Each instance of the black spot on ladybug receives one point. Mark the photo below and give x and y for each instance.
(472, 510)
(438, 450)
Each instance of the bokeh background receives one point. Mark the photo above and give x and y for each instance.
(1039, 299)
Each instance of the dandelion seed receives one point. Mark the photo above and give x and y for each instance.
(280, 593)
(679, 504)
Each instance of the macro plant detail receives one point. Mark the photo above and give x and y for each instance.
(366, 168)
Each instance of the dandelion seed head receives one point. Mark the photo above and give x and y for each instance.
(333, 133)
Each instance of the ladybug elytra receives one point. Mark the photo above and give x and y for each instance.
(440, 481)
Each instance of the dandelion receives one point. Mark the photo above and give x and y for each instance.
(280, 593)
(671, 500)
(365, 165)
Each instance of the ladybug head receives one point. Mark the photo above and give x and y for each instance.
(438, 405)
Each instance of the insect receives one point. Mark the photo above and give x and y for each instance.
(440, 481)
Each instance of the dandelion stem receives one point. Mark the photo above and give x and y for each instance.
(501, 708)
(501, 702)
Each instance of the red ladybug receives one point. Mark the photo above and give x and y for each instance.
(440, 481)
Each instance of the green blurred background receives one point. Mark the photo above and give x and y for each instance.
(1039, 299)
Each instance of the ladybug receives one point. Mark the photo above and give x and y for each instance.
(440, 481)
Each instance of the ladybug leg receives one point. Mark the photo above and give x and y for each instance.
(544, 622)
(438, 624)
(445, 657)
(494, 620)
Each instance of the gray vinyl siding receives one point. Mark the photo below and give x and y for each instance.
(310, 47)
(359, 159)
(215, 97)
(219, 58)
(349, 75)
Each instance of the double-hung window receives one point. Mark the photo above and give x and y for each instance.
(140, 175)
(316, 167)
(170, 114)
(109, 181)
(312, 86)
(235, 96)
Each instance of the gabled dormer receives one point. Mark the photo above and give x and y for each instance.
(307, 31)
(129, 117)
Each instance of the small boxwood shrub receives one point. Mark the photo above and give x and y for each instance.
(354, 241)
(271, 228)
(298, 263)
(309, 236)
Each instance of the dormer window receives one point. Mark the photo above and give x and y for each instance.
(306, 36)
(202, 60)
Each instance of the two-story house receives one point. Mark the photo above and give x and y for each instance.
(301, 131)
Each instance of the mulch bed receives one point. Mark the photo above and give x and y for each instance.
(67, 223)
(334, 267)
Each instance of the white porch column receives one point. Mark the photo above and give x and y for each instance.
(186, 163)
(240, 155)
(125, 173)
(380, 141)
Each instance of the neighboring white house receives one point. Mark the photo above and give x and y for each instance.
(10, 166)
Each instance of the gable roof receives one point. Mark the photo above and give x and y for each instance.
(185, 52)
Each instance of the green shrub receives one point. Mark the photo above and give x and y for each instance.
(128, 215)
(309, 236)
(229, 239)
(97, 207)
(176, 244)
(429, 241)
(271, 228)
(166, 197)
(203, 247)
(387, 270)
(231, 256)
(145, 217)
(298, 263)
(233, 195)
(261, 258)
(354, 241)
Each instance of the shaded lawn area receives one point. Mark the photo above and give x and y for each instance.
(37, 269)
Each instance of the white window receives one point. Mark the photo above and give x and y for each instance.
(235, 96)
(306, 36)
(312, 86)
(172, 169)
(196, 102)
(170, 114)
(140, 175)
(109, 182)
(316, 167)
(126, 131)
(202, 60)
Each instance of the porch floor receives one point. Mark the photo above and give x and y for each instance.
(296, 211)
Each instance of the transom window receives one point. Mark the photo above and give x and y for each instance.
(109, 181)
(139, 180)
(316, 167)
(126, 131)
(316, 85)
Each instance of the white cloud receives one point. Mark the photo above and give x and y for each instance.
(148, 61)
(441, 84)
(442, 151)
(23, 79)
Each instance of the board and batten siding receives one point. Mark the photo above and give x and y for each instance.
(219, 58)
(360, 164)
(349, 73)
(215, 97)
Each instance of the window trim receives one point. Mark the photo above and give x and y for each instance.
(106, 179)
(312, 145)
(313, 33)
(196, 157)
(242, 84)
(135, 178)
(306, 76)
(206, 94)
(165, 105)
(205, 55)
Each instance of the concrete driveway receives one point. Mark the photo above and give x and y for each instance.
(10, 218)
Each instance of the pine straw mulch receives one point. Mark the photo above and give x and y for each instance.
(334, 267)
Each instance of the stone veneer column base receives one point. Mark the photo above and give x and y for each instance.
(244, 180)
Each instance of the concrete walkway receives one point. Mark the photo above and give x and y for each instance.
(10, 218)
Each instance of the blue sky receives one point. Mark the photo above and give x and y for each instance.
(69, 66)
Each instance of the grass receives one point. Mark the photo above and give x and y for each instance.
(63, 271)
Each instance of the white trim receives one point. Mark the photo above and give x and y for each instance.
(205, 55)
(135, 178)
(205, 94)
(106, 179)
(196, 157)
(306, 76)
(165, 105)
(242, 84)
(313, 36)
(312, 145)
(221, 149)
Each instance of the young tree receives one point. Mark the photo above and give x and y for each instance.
★ ★ ★ ★ ★
- YOUR OBJECTIVE
Everything in the listing above should be restated exactly.

- EXERCISE ANSWER
Each instance of the black spot on ladybug receives one point. Mark the photo below and give x and y for each instance.
(472, 510)
(438, 450)
Each instance of the bokeh background receives one point. Mark the photo above and give x and y for each instance.
(1039, 299)
Each instance of the dandelion seed receives one point. Mark the photo above and give x and y for each instance.
(280, 593)
(679, 504)
Each instance of the macro plant detail receives one point. Mark the photo above and give x and y for each instance.
(366, 168)
Each instance of the dandelion seed head receives one point. Mark the photo above and give x and y for each instance.
(333, 133)
Each instance of the ladybug elytra receives one point. Mark the photo above and give x and y for each instance.
(440, 481)
Each instance of the dandelion receives one point. Mark the photo above and give x and y for each instance.
(280, 593)
(671, 500)
(365, 165)
Each instance of the ladybug head receives one point. Mark the photo above and give x and y for each instance.
(438, 405)
Each instance of the insect receives one point. Mark the photo above and give x and y for each instance.
(440, 481)
Each instance of the dandelion stem receives one point. Mark the photo above and give x and y for each instance.
(501, 708)
(501, 702)
Each instance of the red ladybug receives one point. Mark the photo above and give x and y for each instance.
(440, 481)
Each instance of the green blurred background receives one point. Mark the photo above and give x and y for each instance.
(1039, 299)
Each instance of the ladybug receives one point. Mark the photo above and give x and y for each instance.
(440, 481)
Each instance of the ladybug leg receives one point. Mark the photo above and give x and y for each instance.
(544, 622)
(438, 624)
(445, 657)
(494, 620)
Each instance of the gray vinyl siding receives one point. Mark the photo below and give x and y for each instance.
(310, 47)
(359, 159)
(215, 97)
(219, 58)
(349, 75)
Each instance of the double-hung window receives one point. Mark the photo above and give x and y for each instance.
(140, 175)
(316, 167)
(170, 114)
(109, 181)
(312, 86)
(235, 96)
Each instance of the gabled dormer receives one point. Mark the photo above and give x and y for each instance.
(307, 31)
(129, 117)
Each instance of the small boxwood shrub receives one point. Mark the photo above and give x and y for each instance.
(354, 241)
(271, 228)
(298, 263)
(309, 236)
Each instance of the dormer window receives one point. Mark the photo above and give x and y for each instance.
(306, 36)
(202, 60)
Each instance of the two-story house receives one point. Mark the photo above and give x and y for each instance.
(301, 131)
Each instance of the mulch bed receives one point. Mark the photo above and give x and y for each instance.
(67, 223)
(334, 267)
Each instance of the white porch column receives one point. Mark the photo above and give x and y for each instance.
(186, 163)
(240, 155)
(125, 173)
(380, 141)
Each instance of the neighboring white house receives one point. Mark the photo above and give x and y for each instance.
(10, 166)
Each instance of the gable roof receives one point. Mark the photo above and give x and y for each instance.
(185, 52)
Each instance of the green shrub receives one point. Mark the photo above and give x and y for each instance.
(128, 215)
(309, 236)
(229, 239)
(97, 207)
(176, 244)
(429, 241)
(271, 228)
(166, 197)
(203, 247)
(387, 270)
(231, 256)
(145, 217)
(298, 263)
(233, 195)
(261, 258)
(354, 241)
Each instance of the shaded lawn area receives one point. Mark the photo above and give x and y for each instance.
(37, 269)
Each instance of the white window receives one point. Mark the photo above and give x and y for each instance.
(235, 96)
(306, 36)
(312, 86)
(172, 169)
(196, 102)
(170, 114)
(140, 175)
(109, 182)
(316, 167)
(126, 131)
(202, 60)
Each instance of the porch floor receives one point. Mark the photo above and give x and y for each instance.
(296, 211)
Each instance of the transom window receives one point. Mark the photo above and give x and y for each instance.
(109, 181)
(139, 180)
(316, 167)
(126, 131)
(316, 85)
Each instance of the white cloud receives one point. Mark the photo above and give x and y for each instance.
(148, 61)
(441, 84)
(442, 151)
(23, 79)
Each instance of the board and batten siding receives one point. Mark the photo above and give x and y for each instance.
(219, 58)
(360, 164)
(349, 73)
(215, 97)
Each instance of the window trim receives one point. Mark the photo above and give x and y for each instance.
(106, 179)
(312, 145)
(313, 33)
(196, 157)
(242, 84)
(135, 178)
(306, 76)
(206, 94)
(165, 105)
(205, 55)
Each instance of the concrete driveway receives one point. Mark the photo above and give x and y for each instance.
(10, 218)
Each instance of the pine straw mulch receives one point. Mark the photo above and give x and y for each instance.
(334, 267)
Each instance of the stone veneer column base receives one point. Mark the photo above and give x and y for each instance.
(244, 180)
Each instance of the concrete walkway receives one point. Mark the photo above and give x and y for each instance.
(10, 218)
Each instance of the blue sky receives one point. Mark the photo above and give x and y for each instance.
(69, 66)
Each instance of the grass receives one point. Mark the photo above and give x and y for each instance.
(63, 271)
Each instance of the white trim receives one point. Mark the photo above and give x and y for each instance.
(205, 55)
(135, 178)
(205, 94)
(106, 179)
(196, 157)
(306, 76)
(165, 105)
(242, 84)
(313, 36)
(312, 145)
(221, 149)
Each instance of the young tree receives one point. Mark the photo above and give x and y for each instance.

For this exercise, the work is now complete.